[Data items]
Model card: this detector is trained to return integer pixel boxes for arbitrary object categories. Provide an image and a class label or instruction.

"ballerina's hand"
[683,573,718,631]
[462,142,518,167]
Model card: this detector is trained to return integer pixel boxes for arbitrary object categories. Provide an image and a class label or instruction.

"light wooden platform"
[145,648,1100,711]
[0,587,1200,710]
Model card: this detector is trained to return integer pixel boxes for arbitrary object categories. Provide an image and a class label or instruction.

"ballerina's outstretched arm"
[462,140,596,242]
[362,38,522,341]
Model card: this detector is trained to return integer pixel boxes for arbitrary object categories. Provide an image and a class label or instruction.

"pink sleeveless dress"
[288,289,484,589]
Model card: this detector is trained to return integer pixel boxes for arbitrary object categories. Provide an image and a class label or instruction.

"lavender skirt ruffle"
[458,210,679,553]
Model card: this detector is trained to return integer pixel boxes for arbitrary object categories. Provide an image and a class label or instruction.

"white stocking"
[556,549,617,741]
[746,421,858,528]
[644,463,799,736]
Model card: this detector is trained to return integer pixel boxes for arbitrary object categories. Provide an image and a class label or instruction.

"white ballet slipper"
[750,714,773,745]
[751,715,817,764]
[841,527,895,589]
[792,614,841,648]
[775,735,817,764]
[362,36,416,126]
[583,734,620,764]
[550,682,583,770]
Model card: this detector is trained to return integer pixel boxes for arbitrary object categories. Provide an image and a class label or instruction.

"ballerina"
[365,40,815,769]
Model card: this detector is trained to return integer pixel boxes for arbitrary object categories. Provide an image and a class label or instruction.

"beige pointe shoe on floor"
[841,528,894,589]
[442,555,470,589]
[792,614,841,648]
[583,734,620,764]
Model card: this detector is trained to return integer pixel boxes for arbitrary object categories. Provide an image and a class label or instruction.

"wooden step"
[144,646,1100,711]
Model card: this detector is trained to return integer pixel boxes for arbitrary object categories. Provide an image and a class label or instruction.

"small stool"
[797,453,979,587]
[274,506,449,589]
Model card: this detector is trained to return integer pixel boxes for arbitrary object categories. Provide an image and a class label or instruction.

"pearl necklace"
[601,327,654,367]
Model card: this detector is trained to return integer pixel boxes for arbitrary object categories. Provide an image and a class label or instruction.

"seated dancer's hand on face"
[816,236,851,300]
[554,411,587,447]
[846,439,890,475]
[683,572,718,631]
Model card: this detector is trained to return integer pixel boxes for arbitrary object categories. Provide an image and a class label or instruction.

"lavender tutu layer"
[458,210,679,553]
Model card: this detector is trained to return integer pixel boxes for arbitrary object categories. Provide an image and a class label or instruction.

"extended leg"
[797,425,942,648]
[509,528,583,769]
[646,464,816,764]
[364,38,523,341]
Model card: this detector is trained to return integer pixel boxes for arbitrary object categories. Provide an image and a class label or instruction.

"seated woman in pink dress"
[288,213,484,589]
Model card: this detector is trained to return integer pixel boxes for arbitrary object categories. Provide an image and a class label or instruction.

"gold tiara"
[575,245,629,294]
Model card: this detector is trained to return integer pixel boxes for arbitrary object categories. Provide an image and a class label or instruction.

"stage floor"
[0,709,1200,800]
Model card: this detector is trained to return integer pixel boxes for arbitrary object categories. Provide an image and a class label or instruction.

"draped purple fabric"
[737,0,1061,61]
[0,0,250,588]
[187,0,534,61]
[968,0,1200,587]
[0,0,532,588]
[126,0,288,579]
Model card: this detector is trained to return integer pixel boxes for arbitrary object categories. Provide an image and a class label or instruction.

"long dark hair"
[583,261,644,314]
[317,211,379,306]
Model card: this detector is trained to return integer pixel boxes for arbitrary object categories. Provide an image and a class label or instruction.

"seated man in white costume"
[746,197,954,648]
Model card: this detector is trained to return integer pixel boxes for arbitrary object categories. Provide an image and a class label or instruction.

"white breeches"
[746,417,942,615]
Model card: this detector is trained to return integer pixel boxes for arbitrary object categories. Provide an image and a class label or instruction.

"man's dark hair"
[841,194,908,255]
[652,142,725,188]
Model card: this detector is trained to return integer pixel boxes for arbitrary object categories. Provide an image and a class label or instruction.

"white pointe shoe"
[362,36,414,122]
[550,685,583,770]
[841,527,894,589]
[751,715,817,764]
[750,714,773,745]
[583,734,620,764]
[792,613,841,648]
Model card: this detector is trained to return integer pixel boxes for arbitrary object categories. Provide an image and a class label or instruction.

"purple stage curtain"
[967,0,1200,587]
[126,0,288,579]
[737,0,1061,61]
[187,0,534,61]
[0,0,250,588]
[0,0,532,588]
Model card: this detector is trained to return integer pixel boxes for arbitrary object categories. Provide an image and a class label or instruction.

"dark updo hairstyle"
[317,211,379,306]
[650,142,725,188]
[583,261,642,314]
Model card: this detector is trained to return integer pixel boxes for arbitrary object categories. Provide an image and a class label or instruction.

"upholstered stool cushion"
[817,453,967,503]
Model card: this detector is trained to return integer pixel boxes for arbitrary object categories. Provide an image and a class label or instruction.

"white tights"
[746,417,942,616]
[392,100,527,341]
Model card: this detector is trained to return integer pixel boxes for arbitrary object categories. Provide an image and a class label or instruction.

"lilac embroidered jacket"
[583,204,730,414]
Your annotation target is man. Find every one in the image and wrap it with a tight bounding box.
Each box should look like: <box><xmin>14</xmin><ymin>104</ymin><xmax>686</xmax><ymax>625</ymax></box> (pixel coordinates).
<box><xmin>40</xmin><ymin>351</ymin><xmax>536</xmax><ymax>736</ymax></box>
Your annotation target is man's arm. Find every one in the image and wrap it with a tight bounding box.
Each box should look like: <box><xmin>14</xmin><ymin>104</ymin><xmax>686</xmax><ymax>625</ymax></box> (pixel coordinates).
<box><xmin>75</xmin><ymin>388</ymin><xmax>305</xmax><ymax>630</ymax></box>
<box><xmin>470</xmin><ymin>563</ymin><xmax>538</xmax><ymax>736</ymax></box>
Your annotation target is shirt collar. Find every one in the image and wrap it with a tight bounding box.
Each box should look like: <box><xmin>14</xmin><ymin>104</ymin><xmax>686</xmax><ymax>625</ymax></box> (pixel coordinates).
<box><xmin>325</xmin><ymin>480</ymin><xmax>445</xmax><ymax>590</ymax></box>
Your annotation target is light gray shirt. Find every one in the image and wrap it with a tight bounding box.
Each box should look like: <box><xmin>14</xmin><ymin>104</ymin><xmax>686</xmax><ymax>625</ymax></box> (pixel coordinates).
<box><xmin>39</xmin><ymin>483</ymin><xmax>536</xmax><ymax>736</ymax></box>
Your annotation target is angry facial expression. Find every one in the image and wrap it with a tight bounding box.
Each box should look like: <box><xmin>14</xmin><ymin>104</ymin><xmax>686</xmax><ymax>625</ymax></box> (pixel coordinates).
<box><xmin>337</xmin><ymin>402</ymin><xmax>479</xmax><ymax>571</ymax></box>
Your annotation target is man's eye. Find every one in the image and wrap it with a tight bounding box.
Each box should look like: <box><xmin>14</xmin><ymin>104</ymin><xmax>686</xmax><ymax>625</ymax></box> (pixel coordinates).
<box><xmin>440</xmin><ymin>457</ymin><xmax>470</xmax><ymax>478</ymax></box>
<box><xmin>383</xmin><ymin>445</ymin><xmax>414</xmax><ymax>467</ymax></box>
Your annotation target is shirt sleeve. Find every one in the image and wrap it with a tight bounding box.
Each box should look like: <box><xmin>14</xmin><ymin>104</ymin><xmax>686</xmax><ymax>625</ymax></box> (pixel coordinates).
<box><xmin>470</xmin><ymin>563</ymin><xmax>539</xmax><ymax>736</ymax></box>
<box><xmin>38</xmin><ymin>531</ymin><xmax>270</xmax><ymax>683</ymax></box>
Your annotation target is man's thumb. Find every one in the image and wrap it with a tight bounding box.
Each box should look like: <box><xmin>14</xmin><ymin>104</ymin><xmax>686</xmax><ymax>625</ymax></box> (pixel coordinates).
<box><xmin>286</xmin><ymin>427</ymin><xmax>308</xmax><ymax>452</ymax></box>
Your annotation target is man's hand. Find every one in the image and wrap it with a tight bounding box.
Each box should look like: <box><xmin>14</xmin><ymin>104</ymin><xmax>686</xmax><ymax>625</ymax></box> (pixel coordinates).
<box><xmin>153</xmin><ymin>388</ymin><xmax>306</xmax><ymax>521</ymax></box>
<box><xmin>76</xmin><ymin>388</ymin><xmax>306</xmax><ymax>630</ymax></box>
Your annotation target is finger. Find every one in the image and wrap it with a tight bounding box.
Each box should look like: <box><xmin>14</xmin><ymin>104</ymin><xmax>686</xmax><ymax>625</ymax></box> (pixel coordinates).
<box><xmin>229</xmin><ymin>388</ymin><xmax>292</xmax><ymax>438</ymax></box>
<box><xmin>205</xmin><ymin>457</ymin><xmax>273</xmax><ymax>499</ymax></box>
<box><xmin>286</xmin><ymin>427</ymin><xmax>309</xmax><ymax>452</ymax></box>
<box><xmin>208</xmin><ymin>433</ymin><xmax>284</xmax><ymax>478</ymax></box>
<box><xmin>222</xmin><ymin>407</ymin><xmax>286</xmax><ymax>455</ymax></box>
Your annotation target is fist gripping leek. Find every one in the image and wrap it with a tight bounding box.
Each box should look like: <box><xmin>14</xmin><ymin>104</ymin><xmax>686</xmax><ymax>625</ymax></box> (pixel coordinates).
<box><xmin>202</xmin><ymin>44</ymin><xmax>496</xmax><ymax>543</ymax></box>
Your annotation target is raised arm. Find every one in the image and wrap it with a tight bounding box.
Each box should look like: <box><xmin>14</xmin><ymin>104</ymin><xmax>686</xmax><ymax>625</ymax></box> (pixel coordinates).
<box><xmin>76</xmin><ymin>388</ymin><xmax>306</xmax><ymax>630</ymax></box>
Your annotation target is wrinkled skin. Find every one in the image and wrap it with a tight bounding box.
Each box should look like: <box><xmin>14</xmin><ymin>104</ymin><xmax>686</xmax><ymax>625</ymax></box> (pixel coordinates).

WHAT IS EXPECTED: List every line from the top of the rows through the line containing "[0,587,1200,710]", inclusive, as a numbered list, and leave out any blank lines.

ANSWER TO THIS TASK:
1. Model card: this detector is trained to return integer pixel boxes for arbitrary object categories. Provide an image and a class label or instruction.
2. "ballerina's hand"
3. [683,573,718,631]
4. [462,142,518,167]
5. Model card: this detector is trained to return integer pixel boxes for arbitrary object categories. Provide an image and a class label or instruction.
6. "light wooden platform"
7. [145,648,1100,711]
8. [0,587,1200,710]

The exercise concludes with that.